# [Work to complete]
Filter these entries down to the lines that hold the word "from", and show each of them.
====== Provided entries ======
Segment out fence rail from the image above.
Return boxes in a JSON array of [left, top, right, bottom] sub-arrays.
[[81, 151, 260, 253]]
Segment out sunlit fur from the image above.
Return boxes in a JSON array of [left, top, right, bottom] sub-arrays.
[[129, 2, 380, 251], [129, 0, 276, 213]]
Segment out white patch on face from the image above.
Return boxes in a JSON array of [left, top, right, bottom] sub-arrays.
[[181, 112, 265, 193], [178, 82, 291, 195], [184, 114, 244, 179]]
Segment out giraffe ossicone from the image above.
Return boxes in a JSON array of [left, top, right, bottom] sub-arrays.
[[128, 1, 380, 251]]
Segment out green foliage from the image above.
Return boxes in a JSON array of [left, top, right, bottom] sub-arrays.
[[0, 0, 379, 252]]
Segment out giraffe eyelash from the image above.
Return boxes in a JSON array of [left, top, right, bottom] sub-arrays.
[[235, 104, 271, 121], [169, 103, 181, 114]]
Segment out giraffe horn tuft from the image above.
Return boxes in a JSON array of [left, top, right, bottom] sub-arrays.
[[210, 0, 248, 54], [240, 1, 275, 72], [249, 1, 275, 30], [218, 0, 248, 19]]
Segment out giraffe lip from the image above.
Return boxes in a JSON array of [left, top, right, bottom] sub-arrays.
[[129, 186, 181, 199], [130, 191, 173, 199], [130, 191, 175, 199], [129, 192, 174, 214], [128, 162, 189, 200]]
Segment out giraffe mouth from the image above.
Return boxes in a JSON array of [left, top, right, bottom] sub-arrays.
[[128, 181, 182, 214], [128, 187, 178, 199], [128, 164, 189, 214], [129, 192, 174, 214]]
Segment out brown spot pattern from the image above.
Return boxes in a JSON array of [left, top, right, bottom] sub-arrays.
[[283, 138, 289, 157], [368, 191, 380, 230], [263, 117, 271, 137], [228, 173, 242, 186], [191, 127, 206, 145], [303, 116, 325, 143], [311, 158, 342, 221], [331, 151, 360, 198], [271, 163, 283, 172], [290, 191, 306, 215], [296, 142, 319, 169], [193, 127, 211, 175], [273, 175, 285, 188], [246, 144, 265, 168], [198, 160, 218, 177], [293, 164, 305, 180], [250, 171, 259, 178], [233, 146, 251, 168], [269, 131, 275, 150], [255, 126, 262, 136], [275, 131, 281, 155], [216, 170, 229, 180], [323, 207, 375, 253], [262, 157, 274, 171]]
======
# [Exercise answer]
Segment out fence rail from the image above.
Segment out sunlit fur from the image above.
Segment out white patch on face from the image above.
Segment out giraffe ossicone from the image above.
Segment out green foliage from the image above.
Segment out giraffe eyelash from the image above.
Segment out giraffe horn tuft from the image above.
Segment out giraffe lip from the image above.
Segment out giraffe mouth from the image above.
Segment out brown spot pattern from the image above.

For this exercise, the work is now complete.